To illustrate with an example, let us consider that A and B are two numbers that are represented in 2's complement format. The input A has m bits while the input B has n bits.

$$A = -A_{m-1}2^{m-1} + \sum_{i=0}^{i=m-2} A_i 2^i \tag{1}$$

$$B = -B_{n-1}2^{n-1} + \sum_{i=0}^{j=n-2} B_i 2^i$$
(2)

Then, the product P, which has m+n bits, can be written as,

$$P = A_{m-1}B_{n-1} 2^{m+n-2} + \sum_{i=0}^{m-2} \sum_{j=0}^{n-2} A_i B_j 2^{i+j} - \sum_{i=0}^{i=m-2} A_i B_{n-1} 2^{n-1+i} - \sum_{j=0}^{j=n-2} A_{m-1} B_j 2^{m-1+j}$$
(3)

The two subtractions in Equation (3) can be expressed as an addition of 2's complement numbers; thereby, the above equation can be realized with the help of all adders instead of subtractions.

As in DSP processing, the multiplication process gets a greater share of up to 80% of computational capabilities, and plenty of architectures are devised to improvise the implementation features of Equation (3).

To understand the fixed-width multiplication, consider A and B as 8 bit wide. Hence, after multiplication, the product obtained will be 16 bits. In fixed width multiplier, only the upper 8 bit output is considered while truncating the lower 8 bits, which is shown in Figure 1.

As the least bits have much lower significance as compared with higher bits, truncating the LSB would result in a greater reduction in both hardware utilization and computational time. The product P for an 8 \* 8 signed fixed multiplier is given as:

$$P = MSB + LSB$$
$$\implies P = \sum_{i=n}^{i=2n-1} P_i 2^i$$
(4)

As the LSB part of the product is truncated to hardwired **'**0'.

▶ **RECORDS**
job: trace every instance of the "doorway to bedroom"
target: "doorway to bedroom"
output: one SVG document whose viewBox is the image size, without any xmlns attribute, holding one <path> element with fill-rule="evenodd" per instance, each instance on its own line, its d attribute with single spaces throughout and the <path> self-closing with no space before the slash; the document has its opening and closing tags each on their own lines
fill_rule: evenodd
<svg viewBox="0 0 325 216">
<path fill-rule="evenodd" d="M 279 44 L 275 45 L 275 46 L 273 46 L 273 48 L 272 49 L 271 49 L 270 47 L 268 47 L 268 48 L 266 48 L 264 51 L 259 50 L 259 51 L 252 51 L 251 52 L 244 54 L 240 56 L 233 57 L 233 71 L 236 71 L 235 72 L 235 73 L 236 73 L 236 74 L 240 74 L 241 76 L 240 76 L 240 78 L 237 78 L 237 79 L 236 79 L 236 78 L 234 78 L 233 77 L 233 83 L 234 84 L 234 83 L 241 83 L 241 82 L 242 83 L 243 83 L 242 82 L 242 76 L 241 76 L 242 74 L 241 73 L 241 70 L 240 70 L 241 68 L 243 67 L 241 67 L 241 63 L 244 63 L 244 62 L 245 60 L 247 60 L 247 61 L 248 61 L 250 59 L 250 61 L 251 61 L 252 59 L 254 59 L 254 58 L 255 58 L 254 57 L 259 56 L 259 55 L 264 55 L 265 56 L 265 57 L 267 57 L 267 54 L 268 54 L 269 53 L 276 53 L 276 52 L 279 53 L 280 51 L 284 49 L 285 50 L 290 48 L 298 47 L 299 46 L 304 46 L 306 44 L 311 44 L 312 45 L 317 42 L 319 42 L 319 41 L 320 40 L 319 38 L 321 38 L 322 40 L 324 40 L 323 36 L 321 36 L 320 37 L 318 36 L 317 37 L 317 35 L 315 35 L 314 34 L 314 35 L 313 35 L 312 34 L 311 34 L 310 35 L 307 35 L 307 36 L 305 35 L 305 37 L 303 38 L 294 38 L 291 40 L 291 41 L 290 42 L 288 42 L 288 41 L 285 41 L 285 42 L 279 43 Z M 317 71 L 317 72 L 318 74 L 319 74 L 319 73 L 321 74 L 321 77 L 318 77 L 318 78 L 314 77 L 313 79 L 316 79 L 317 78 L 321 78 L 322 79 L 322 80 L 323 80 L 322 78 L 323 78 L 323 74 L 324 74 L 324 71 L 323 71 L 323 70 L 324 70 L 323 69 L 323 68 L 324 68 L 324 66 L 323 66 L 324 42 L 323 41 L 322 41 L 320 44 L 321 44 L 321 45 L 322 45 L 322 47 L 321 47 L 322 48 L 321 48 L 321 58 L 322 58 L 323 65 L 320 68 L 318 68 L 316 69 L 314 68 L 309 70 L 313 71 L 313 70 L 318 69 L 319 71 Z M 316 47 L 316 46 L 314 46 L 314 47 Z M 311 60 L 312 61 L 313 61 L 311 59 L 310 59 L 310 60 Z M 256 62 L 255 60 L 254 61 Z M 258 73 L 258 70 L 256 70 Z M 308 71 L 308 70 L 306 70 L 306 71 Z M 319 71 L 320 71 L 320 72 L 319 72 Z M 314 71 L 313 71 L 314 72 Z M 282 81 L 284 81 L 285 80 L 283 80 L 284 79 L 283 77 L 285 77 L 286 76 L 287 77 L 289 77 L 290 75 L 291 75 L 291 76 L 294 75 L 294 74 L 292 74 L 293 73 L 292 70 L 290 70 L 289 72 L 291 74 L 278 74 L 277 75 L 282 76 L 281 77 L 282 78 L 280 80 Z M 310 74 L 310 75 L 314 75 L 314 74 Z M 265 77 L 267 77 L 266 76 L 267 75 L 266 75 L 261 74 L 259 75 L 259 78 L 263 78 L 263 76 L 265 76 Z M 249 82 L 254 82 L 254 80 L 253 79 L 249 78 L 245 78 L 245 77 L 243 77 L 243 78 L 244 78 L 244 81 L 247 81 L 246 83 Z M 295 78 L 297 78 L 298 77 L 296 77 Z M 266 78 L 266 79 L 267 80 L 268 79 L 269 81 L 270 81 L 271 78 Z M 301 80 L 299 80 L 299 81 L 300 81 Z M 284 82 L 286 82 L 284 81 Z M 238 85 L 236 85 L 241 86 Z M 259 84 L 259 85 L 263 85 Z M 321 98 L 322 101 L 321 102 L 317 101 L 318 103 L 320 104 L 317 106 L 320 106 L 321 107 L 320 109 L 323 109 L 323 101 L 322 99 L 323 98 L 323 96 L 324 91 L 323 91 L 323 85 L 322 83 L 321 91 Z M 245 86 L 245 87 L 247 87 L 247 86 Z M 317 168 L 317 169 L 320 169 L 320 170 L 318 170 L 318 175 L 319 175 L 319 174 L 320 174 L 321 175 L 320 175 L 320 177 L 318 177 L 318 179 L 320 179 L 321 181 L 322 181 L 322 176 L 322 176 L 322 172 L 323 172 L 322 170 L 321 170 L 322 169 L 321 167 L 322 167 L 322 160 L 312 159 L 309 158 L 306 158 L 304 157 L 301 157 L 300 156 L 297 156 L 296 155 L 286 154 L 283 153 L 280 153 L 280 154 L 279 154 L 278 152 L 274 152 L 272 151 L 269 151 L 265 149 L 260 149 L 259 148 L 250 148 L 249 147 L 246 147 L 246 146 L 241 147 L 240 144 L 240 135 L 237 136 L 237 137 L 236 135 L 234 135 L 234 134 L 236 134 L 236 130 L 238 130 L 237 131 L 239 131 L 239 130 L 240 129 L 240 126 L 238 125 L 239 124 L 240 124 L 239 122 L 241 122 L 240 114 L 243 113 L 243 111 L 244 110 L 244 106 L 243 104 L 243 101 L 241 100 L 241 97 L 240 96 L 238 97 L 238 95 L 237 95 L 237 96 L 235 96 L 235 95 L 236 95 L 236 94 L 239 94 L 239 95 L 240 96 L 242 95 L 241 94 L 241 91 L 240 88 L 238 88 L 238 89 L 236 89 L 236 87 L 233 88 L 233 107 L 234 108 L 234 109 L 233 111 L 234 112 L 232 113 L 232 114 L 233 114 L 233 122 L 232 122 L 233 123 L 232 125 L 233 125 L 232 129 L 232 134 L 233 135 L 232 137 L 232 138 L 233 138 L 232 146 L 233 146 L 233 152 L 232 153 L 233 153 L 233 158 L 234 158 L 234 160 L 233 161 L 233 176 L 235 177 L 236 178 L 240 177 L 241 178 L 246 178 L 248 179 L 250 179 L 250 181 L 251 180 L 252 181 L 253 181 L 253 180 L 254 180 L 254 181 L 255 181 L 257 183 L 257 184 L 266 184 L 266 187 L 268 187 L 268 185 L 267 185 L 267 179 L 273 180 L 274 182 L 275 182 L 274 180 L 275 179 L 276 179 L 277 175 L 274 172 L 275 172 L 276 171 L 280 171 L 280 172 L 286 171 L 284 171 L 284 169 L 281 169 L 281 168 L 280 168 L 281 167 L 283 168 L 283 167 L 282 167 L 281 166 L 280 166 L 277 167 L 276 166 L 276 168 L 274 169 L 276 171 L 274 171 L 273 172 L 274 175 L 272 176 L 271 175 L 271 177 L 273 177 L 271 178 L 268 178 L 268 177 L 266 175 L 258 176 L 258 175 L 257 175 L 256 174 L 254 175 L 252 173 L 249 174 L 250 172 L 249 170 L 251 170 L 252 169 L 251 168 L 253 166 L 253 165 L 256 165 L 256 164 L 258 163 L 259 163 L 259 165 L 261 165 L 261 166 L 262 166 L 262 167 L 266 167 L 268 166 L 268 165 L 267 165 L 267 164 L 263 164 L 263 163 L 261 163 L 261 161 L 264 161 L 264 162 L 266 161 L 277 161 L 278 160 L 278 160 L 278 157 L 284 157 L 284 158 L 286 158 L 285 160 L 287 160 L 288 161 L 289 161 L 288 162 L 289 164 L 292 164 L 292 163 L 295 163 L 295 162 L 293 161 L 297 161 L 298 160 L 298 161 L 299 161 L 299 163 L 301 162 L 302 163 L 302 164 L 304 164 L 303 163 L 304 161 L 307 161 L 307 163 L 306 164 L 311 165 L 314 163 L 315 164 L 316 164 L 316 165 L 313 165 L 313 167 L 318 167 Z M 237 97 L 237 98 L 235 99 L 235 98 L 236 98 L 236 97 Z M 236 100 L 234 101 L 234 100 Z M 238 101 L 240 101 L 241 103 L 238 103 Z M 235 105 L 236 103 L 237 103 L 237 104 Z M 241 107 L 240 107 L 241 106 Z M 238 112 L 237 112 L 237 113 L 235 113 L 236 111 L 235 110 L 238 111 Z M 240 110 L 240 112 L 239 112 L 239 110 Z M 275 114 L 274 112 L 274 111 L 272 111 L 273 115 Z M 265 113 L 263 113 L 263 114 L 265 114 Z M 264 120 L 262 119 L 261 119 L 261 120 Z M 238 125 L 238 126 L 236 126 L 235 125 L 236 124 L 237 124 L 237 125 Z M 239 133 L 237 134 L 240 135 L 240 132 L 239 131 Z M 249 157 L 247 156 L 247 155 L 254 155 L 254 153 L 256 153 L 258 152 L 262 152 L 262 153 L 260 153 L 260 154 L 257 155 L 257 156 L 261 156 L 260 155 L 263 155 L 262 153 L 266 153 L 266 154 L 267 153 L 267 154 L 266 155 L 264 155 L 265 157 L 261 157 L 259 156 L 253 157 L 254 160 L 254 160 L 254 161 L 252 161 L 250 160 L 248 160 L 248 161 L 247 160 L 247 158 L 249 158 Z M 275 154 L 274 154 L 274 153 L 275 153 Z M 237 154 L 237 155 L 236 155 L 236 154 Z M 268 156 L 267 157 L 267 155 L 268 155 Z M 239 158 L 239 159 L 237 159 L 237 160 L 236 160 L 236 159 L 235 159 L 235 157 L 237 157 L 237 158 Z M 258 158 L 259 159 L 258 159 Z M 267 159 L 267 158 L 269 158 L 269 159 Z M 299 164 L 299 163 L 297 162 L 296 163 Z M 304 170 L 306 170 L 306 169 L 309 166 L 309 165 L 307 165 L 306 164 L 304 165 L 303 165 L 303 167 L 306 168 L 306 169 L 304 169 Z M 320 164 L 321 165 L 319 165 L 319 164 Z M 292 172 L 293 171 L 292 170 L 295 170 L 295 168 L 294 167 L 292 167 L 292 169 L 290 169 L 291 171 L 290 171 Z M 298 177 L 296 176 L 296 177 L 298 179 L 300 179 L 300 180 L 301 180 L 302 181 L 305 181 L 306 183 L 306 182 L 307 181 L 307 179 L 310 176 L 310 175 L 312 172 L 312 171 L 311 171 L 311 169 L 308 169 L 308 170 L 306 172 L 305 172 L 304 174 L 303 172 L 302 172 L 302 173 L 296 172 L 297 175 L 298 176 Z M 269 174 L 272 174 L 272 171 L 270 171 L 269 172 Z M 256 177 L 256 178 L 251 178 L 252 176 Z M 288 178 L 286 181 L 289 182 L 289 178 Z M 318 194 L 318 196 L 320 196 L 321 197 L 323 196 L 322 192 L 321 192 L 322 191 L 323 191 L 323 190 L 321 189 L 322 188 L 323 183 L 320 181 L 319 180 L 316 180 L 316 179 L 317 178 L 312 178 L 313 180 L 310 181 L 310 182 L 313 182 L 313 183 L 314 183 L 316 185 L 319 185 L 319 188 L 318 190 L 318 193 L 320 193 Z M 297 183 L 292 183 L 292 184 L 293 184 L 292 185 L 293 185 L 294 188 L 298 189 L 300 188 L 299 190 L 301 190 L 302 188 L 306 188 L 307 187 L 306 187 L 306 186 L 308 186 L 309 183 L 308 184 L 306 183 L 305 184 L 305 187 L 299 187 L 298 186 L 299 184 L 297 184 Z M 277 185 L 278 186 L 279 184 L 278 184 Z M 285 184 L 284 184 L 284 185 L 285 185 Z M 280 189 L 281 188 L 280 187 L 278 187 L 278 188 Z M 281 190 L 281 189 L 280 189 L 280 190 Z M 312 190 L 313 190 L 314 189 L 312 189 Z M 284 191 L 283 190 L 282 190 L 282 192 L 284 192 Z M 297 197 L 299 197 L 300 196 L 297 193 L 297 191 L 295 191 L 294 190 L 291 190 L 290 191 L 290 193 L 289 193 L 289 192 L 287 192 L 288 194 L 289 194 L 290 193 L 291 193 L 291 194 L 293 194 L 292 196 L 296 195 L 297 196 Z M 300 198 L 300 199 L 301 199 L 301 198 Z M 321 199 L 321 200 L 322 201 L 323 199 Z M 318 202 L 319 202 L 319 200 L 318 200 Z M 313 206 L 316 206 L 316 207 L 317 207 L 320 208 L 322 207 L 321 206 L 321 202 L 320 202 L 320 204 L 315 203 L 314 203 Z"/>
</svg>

▶ **YOUR TASKS**
**A.** Using the fixed-width multiplier excerpt, answer these:
(i) How many bits does the product P have when A has m bits and B has n bits?
(ii) In DSP processing, up to what share of computational capabilities does multiplication take?
(iii) With A and B each 8 bits wide, which part of the product does a fixed-width multiplier keep?
**B.** Can you retype everything in the fixed-width multiplier excerpt from "As in DSP processing, the" down to "of Equation (3)."?
Rely only on the fixed-width multiplier excerpt.

▶ **FINAL ANSWERS**
**A.**
(i) m+n bits
(ii) Up to 80%
(iii) The upper 8 bits; the lower 8 bits are truncated.

**B.**
As in DSP processing, the multiplication process gets a greater share of up to 80% of computational capabilities, and plenty of architectures are devised to improvise the implementation features of Equation (3).